• **GIVEN PROBLEM**: Retype each line exactly. Skip images.

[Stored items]
※ ※ ※

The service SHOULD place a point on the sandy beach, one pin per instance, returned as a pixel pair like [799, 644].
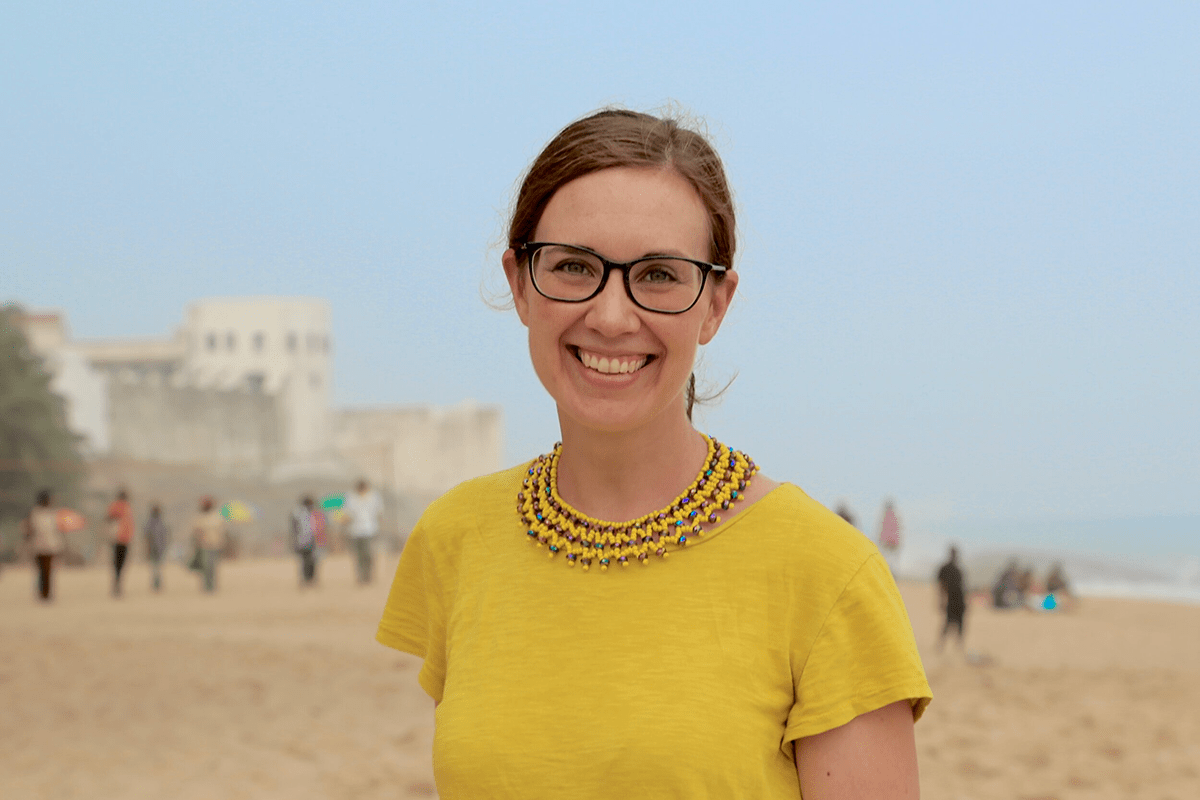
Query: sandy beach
[263, 691]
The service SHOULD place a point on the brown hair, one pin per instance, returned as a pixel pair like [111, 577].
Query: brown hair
[622, 138]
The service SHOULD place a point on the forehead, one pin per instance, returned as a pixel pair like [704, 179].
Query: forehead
[625, 212]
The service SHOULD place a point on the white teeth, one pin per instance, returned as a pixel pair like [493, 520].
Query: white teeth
[613, 366]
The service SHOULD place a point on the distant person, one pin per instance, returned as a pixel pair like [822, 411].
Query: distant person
[364, 509]
[157, 537]
[304, 539]
[120, 534]
[889, 535]
[47, 542]
[1024, 587]
[1056, 581]
[209, 536]
[1057, 589]
[1005, 593]
[951, 583]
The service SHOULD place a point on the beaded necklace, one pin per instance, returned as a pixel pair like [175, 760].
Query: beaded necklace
[552, 523]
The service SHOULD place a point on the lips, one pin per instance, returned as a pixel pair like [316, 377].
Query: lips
[612, 365]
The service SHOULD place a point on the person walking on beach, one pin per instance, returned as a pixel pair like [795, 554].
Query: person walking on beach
[364, 509]
[951, 589]
[889, 534]
[120, 534]
[47, 542]
[209, 536]
[699, 629]
[304, 539]
[157, 537]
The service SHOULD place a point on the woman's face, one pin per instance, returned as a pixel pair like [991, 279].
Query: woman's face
[610, 365]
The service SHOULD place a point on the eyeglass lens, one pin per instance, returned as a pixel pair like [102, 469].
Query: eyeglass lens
[663, 283]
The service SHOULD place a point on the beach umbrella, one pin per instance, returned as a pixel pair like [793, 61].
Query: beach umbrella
[70, 521]
[238, 511]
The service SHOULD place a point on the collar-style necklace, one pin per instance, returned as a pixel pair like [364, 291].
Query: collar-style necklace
[551, 522]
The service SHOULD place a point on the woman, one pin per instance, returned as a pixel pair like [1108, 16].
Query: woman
[304, 539]
[46, 540]
[209, 536]
[120, 534]
[157, 539]
[742, 641]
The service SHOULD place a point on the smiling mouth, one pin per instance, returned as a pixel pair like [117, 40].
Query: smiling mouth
[617, 365]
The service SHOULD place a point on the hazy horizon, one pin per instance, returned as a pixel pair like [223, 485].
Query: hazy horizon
[967, 236]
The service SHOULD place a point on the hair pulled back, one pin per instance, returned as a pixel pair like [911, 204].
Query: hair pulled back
[622, 138]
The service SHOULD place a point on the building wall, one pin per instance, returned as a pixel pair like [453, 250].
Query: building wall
[275, 346]
[226, 431]
[421, 450]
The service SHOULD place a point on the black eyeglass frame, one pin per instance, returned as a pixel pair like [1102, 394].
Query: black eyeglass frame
[531, 247]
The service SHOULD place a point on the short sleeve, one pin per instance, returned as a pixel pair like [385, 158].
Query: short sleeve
[414, 619]
[863, 657]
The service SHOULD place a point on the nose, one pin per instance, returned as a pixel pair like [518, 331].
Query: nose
[611, 312]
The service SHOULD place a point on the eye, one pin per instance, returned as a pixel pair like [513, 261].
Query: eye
[574, 268]
[661, 272]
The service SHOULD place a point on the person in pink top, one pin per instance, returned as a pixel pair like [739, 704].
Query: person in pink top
[120, 533]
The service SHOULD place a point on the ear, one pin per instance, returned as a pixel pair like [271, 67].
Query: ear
[719, 300]
[517, 284]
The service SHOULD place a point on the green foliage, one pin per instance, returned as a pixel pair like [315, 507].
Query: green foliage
[37, 450]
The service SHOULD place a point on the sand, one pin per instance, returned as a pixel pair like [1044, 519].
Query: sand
[263, 691]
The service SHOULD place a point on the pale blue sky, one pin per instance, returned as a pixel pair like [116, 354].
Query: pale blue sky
[971, 232]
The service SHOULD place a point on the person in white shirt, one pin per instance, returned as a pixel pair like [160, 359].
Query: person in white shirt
[364, 509]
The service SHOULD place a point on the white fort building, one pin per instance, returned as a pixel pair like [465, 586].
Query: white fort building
[243, 386]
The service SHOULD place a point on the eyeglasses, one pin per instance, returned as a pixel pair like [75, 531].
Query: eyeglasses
[667, 284]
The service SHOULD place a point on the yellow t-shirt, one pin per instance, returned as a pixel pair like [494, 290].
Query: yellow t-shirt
[684, 678]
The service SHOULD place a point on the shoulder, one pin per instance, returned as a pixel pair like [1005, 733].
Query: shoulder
[790, 518]
[473, 503]
[813, 551]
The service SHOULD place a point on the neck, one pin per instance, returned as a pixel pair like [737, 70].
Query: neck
[624, 475]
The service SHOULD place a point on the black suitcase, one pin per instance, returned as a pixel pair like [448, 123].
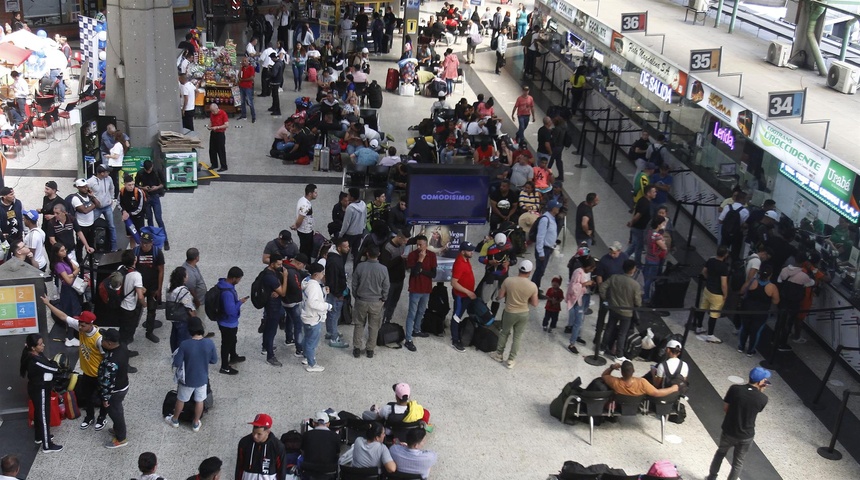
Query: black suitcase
[187, 413]
[485, 339]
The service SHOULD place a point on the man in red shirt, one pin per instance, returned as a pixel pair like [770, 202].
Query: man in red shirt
[523, 109]
[246, 87]
[218, 123]
[422, 270]
[463, 286]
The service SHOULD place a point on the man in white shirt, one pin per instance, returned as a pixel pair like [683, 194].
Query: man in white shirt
[35, 238]
[187, 94]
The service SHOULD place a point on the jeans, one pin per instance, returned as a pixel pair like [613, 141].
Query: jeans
[540, 263]
[741, 447]
[637, 241]
[523, 121]
[117, 414]
[107, 212]
[312, 339]
[333, 316]
[516, 322]
[153, 208]
[461, 306]
[248, 99]
[417, 306]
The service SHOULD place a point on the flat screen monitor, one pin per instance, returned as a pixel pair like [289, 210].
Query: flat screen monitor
[447, 194]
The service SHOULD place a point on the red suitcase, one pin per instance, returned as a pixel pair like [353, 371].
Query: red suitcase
[392, 80]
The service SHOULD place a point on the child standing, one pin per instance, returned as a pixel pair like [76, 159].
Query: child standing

※ ※ ※

• **COMPLETED EXERCISE**:
The service SHOULD place a point on the sandy beach, one pin per instance, returned as a pixel pair like [799, 644].
Query: sandy beach
[263, 691]
The service SHOULD place a point on the brown hair, one pin per instance, returned as a pixel pair like [111, 577].
Query: brown hair
[622, 138]
The service SHOULD place a point on the forehead, one pin per instance, returned as a pixel pair like [704, 179].
Query: forehead
[625, 212]
The service SHOULD place a point on the white teeth, one pin per instance, returned as a pixel pair like [493, 520].
Query: white teeth
[613, 366]
The service SHOULD place a point on the distant person, one pin per instance, returned as a pixel pair like [822, 411].
Query: distant person
[364, 509]
[157, 537]
[304, 539]
[120, 534]
[889, 535]
[47, 542]
[1024, 587]
[1056, 581]
[209, 536]
[1057, 589]
[1005, 593]
[951, 583]
The service SHOULD place a point on the beaded necklace, one pin per instance, returned as a pixel pair like [175, 760].
Query: beaded necklace
[552, 523]
The service SHOULD place a point on the lips, one pin per instance, returned as a pixel pair like [316, 377].
Query: lips
[612, 365]
The service SHOULD place a point on the person walking on beach, one pin per instance, returned as a pixel pair like [795, 554].
Query: person walking on beach
[364, 509]
[951, 589]
[889, 534]
[120, 534]
[47, 542]
[209, 536]
[699, 629]
[304, 539]
[157, 537]
The service SHOULD place a point on the woman's face, one pin per instance, returned as a pixel pair like [991, 279].
Query: woman's face
[610, 365]
The service SHOULD place a point on the eyeglass lens, one pin per instance, returned as a pixel pair like [102, 469].
Query: eyeglass lens
[663, 283]
The service SHOULD place a point on the beach umbrella, one pin per instance, returned as a pixel pair like [793, 61].
Query: beach umbrella
[70, 521]
[238, 511]
The service SHOULD place a point on the collar-style necklace, one pin per instance, returned as a pixel pair like [364, 291].
Query: collar-style necklace
[551, 522]
The service SHOULD place a point on the woman, one pin per instance, returned as a pixel pair like [1108, 16].
Query: woman
[304, 539]
[46, 540]
[209, 536]
[120, 534]
[157, 539]
[742, 641]
The service SHOULD place a point on the smiling mouth, one pin per instance, returned as a pixel pair like [117, 40].
Query: smiling mouth
[617, 365]
The service SHOULD place a point on the hazy horizon, one pin per instance, returned as a pixel pair like [223, 485].
Query: hazy horizon
[967, 236]
The service SHOULD place a point on the hair pulled back, one pin per instance, returned as a pixel pair like [911, 204].
Query: hair pulled back
[622, 138]
The service SHOULD place a point on the building wall, one pin per instance, returned as a pixel pair like [453, 250].
Query: building wall
[275, 346]
[226, 431]
[421, 450]
The service SHOULD place a point on the black eyeglass frame, one pin per instance, returned as a pixel pair like [1102, 394].
Query: black eyeglass frame
[531, 247]
The service SHOULD place a point on the short sleeve, one pin per instance, returned as a pixel pair like [385, 158].
Query: short sleeve
[414, 619]
[863, 657]
The service SHOULD place a point on the nose, one pin per instance, returned as a pixel pair like [518, 331].
Query: nose
[611, 312]
The service SHOULD place a point on the eye, one pin per instance, returned as a pixel pair like [513, 261].
Query: eye
[574, 268]
[661, 272]
The service SHOULD place a point on the person in pink top, one pin per instance, returned as a pixel pair like [739, 704].
Query: person in pink top
[120, 533]
The service SHOULD place a point on the ear, one pin per instance, returned as a pixel pair like [271, 67].
Query: ear
[719, 300]
[517, 284]
The service SHOULD place a point on the green foliage, one pin per instance, returned as a pixel pair like [315, 507].
Query: green foliage
[37, 450]
The service SHOULD place a point on the sand, one pin per instance, returned as a pixel pair like [1044, 519].
Query: sand
[263, 691]
The service SHOULD place a point on the pale blue sky, one pin per instance, returned as a pixel pair like [116, 354].
Query: pale blue sky
[971, 232]
The service SHOULD place a point on the person in white shirt, one pin per instance, returned as a pixel pair like [160, 359].
Query: person in white shirt
[364, 509]
The service SHOULD place a point on the white fort building, one pin per instance, returned as a pixel pair like [465, 586].
Query: white fort building
[243, 386]
The service SHOULD place a point on the eyeglasses, one pin per instance, returned as a pixel pair like [75, 531].
Query: eyeglasses
[667, 284]
The service SHOULD place a point on the yellow t-shirt, one pin per instance, returned as a pixel pair like [494, 290].
Query: yellow t-shirt
[684, 678]
The service SHOULD place a point on the shoulder, one pin per instance, returned as a pixel pair like [1005, 733].
Query: shoulder
[790, 518]
[473, 503]
[813, 551]
The service SHOULD place a point on the neck, one pin per instance, returned as a pixel pair like [737, 70].
Query: neck
[624, 475]
The service SHOULD place a point on the black suitcase, one pin per instance, returned as a pixel pair like [448, 123].
Query: black suitcase
[187, 413]
[485, 339]
The service SHOULD place a point on the man in red shirt, one pin per instance, returned as a pixel pair like [770, 202].
Query: man in red shirt
[523, 109]
[246, 87]
[218, 123]
[422, 270]
[463, 286]
The service SHOULD place a point on the man in white shirt, one pin per instance, returned as a pixel pair like [683, 194].
Query: man in white shirt
[35, 238]
[187, 94]
The service SHOULD place a point on the jeans, one pin per instance, returned as a pixel pair like [613, 141].
Query: jeans
[540, 263]
[741, 447]
[637, 241]
[523, 121]
[117, 414]
[107, 212]
[312, 339]
[333, 316]
[516, 322]
[153, 208]
[461, 306]
[248, 99]
[417, 306]
The service SHOULD place a point on the flat screen monitor, one pin per instance, returned as a pixel pair like [289, 210].
Query: flat screen monitor
[447, 194]
The service SHOULD place a point on the red suitcase, one pin per instance, returned as a pixel pair like [353, 371].
Query: red suitcase
[392, 80]
The service SHOULD place a point on the child standing, one pin per instance, returned as a pixel pair like [76, 159].
Query: child standing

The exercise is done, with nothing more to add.